● Your task
Continue the passage on protecting assets against the effects of explosions, starting right after its final sentence.

● Passage for review
━━━━━━━━

With a sufficient amount of data, it will be possible to derive a mathematical equation to express this effect. The inclusion of the bust impact on the pressure generated by the explosion, to the process of risk assessment of critical infrastructure objects or other objects important for the state and society and soft targets, allow this process, such an approach is described in detail in [23,24,25,26]. In this way, the risk assessment can be adapted to the variability of how the attack is carried out and the possibilities of the offender. The influence of ignition on the pressure generated by the explosion can be practically incorporated into the modification of the environment surrounding the protected objects, e.g., using the CPTED method to ensure a safe distance between the protected area and the area in which an explosive can be placed.

Protection against explosives and the effects of an explosion on persons and objects in the vicinity of the explosion is a multidisciplinary area. For this reason, there is a wide scope for research, development and collaboration of individuals and teams of researchers, academics and practices.

The protection of assets, not only against the effects of an explosion, is aimed at ensuring the symmetry system of asset protection. If the symmetry is achieved during the explosion, and if it is known when this symmetry can be achieved, then the symmetry of the asset protection system must respond to this fact. This means that their relationship is dynamic. If the symmetry of the asset protection fails to respond to the symmetry of the explosion, then in the event of an actual attack, then losses of human lives and property will occur that could have been prevented.

━━━━━━━━

● Given records
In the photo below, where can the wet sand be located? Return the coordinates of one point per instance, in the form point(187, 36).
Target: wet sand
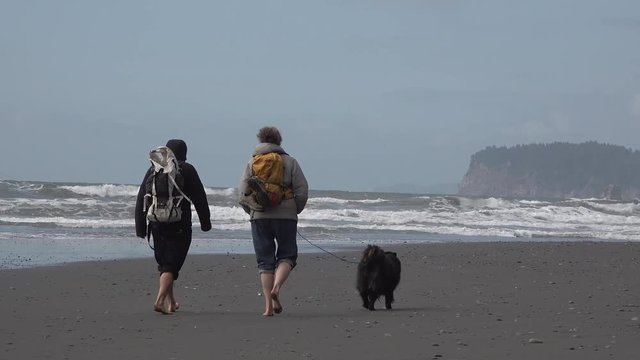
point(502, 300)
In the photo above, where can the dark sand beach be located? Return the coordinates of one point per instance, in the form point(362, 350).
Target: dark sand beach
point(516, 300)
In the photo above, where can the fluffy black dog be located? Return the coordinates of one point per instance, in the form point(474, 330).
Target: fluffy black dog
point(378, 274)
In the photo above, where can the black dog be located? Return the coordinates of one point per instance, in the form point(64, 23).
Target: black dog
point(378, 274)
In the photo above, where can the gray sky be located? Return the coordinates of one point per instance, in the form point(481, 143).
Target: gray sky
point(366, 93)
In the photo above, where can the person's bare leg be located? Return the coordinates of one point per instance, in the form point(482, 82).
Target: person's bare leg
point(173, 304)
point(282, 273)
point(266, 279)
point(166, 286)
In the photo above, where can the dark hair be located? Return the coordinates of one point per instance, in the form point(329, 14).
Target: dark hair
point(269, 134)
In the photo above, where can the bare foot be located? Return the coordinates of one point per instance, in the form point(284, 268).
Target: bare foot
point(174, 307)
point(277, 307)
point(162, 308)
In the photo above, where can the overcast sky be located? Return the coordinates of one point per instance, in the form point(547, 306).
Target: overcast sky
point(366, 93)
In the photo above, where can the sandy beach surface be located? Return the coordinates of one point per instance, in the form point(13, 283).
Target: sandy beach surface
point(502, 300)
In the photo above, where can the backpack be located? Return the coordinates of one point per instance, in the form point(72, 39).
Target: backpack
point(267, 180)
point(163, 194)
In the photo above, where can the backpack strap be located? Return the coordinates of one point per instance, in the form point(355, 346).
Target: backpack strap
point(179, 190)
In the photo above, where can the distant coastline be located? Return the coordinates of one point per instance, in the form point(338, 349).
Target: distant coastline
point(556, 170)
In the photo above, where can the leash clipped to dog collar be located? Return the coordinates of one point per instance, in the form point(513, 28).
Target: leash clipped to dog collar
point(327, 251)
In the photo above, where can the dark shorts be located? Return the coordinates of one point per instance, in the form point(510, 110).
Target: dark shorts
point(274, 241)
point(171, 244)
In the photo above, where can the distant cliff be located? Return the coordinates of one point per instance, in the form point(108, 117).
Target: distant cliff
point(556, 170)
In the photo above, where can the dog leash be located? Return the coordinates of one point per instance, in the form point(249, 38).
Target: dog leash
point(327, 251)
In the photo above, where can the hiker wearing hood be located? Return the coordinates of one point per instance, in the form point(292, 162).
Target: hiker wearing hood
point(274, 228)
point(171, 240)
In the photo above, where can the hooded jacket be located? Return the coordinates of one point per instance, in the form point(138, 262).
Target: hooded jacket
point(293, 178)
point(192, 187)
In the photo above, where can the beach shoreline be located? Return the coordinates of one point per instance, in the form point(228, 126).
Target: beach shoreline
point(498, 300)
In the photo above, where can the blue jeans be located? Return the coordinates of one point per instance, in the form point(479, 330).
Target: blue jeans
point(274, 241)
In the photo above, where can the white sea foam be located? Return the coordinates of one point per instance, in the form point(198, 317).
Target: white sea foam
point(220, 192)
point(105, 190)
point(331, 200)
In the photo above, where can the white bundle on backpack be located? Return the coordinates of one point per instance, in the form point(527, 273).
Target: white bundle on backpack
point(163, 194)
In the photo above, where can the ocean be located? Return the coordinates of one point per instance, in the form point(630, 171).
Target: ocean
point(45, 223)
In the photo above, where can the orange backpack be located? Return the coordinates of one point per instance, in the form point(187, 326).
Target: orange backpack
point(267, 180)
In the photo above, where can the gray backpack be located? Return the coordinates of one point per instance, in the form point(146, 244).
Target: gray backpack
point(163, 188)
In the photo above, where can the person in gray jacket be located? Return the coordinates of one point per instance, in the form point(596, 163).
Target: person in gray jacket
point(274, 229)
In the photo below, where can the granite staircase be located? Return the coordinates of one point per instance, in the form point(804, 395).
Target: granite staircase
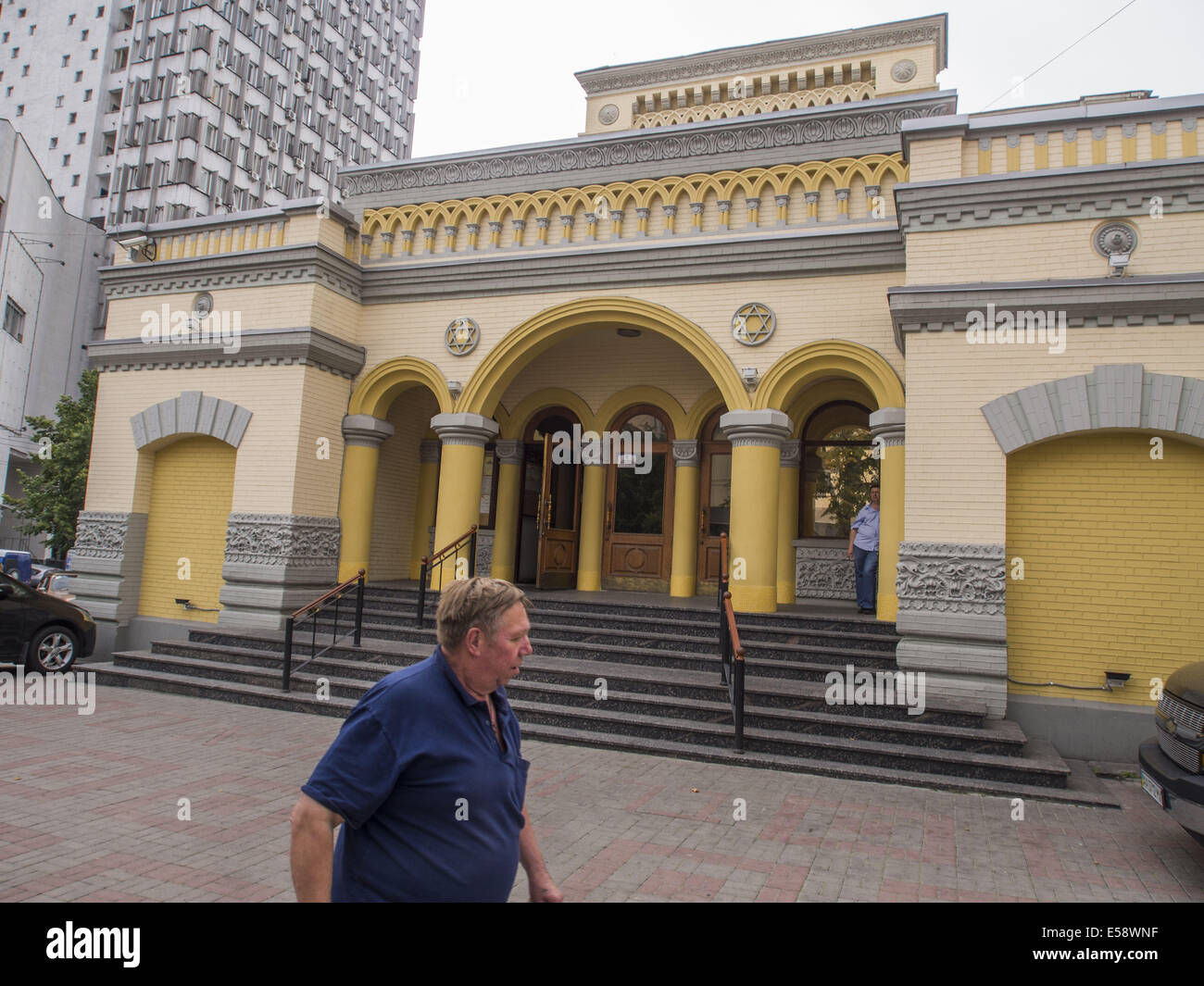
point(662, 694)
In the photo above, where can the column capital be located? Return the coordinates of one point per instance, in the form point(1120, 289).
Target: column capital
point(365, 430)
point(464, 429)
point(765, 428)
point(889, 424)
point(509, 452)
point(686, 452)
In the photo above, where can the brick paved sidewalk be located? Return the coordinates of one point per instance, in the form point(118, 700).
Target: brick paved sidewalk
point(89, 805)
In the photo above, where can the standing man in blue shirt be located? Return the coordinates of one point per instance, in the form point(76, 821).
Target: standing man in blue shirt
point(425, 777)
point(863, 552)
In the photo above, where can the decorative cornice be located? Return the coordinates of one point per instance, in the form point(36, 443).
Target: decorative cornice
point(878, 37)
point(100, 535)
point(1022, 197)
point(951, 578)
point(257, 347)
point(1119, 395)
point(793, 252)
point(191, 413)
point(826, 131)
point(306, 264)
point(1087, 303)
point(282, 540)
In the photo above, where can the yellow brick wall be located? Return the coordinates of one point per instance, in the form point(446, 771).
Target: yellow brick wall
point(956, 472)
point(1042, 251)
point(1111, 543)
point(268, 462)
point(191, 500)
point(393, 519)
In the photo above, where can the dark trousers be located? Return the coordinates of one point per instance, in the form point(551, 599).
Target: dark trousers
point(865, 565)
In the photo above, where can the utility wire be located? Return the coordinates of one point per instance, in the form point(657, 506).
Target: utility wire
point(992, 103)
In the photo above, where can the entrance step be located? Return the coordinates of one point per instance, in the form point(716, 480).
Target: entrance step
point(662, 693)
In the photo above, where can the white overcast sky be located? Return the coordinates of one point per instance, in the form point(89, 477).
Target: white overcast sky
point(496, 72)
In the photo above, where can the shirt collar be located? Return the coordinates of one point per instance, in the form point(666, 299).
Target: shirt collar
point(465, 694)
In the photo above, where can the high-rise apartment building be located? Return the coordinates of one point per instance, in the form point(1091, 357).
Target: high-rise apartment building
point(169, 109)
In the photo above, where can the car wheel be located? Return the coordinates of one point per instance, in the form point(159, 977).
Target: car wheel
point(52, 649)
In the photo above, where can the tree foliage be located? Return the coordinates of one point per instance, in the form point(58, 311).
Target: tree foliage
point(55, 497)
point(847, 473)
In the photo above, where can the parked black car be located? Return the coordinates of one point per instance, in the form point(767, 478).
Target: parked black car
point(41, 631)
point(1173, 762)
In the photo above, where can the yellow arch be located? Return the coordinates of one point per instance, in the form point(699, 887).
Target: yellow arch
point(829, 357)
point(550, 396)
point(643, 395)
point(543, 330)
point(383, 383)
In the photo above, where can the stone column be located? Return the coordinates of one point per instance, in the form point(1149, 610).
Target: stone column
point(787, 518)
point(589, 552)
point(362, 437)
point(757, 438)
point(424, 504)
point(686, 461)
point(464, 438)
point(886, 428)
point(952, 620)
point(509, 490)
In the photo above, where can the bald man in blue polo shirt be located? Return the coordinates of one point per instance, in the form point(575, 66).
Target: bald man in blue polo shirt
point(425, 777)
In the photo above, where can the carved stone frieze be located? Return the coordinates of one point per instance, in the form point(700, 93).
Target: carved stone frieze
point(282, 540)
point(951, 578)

━━━━━━━━

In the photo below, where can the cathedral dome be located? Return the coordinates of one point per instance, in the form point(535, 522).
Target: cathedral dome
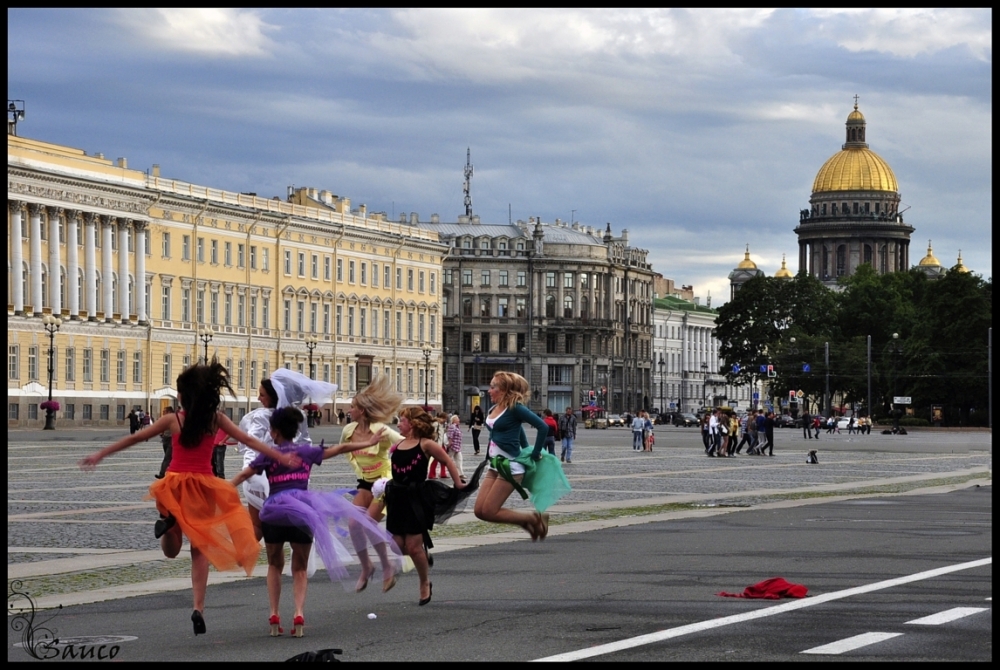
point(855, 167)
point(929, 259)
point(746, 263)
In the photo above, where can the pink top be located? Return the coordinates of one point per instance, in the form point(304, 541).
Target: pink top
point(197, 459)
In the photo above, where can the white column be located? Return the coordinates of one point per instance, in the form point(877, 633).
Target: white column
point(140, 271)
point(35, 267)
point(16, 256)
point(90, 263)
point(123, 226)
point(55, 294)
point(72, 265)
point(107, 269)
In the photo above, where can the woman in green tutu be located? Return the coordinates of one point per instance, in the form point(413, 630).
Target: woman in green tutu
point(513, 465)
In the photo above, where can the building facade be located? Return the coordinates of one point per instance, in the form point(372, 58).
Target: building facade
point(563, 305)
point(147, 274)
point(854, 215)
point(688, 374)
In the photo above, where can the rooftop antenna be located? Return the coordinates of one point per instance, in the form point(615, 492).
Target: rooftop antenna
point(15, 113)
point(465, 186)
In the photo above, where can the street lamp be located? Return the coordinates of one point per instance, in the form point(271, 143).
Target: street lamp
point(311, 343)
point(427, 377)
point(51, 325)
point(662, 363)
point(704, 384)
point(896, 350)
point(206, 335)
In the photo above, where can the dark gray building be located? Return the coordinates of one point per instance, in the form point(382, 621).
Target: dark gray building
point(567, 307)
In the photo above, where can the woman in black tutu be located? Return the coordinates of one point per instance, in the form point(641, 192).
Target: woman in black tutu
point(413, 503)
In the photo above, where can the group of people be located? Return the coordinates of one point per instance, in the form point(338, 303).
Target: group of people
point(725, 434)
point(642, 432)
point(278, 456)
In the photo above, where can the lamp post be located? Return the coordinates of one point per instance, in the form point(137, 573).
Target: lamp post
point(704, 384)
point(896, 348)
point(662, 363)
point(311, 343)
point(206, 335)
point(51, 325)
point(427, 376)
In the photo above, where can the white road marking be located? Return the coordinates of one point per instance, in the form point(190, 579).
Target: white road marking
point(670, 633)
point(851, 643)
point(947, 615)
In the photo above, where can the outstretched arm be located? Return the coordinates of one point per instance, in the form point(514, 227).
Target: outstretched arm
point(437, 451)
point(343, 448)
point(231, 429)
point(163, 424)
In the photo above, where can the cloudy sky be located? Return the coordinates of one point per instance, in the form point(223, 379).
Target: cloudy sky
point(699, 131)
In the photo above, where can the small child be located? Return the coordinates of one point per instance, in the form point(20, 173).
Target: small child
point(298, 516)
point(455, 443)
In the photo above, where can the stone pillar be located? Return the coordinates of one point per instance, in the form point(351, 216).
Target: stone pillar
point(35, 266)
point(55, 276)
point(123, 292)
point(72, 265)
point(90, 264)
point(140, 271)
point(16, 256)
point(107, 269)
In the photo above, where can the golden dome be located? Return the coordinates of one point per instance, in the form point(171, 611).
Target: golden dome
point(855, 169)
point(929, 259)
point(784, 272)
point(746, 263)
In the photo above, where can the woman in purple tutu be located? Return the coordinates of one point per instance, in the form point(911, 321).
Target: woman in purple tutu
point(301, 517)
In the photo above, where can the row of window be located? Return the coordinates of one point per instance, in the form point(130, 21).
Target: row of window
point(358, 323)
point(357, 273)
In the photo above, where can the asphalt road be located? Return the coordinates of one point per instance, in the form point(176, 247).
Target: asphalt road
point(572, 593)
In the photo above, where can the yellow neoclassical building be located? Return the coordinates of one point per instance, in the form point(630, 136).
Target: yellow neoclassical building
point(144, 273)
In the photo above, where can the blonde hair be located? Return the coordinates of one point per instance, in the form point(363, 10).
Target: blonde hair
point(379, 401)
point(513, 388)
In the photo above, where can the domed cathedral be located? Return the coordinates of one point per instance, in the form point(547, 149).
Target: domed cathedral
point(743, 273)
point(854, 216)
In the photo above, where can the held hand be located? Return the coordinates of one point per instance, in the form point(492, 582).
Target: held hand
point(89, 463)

━━━━━━━━

● Reply to the task
Knowledge of the details of the influence of each factor on the symmetry of pressure generated during the explosion of explosives and improvised explosive devices creates space for planning, design and implementation of assets and their protection systems so that they are in line with real security threats and especially their real ability to compromise security (symmetry) of the elements. For a comprehensive perception of the issue, it is necessary to know not only the effect of ignition but also the effect of the properties of the charge. The position of the charge relative to the protected assets and the direction of the explosion or explosion of the cumulative charge are facts that include a number of other factors influencing the symmetry of the pressure generated by the explosion and thus, the effect of the explosion on persons and elements in the environment. These factors are e.g., the method and material of sealing of the charge or its directing, the shape of the charge, the place of initiation, and in the case of cumulative charges, the properties of the cumulative current, etc.

The presented results disprove the dogma that as the booster weight increases, it automatically increases the performance efficiency of explosives, i.e., the pressure at the front of the blast wave. The results show that the size of the primary charge of the booster does not affect the explosive properties of ANFO. Based on this, a critical mass is necessary to initiate the explosive, but then there is no linear, exponential, or logarithmic dependence due to the increase of the weight of the booster. Published results show the amount of optimal relevant booster charge, which still has an impact on the increased effect of the base charge, and is considerable for practical use. The research deals with the study of the effects of ANFO explosives, used in terrorist attacks as well as in mining works, therefore the results have important innovative implications for the field of security management, in addition to mining. In the field of security management, it is, therefore, possible to count on a standard mean value of the effect of the explosive and it is not necessary to consider the adoption of significantly more expensive measures to protect important buildings and human lives. Also in mining, the results have an economic nature, it is not necessary to consider the use of a higher amount of booster because higher weight does not affect the performance of the explosive and in this way the costs are reduced.